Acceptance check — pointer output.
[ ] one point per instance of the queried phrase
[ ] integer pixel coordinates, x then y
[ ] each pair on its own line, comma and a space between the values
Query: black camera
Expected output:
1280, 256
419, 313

- - -

From the line containing "[ ] each pair" down to the last line of the records above, print every line exactly, with both ends kept.

[ ] each pair on its own line, comma and a space between the values
Query: black camera
Expected output:
1280, 256
419, 313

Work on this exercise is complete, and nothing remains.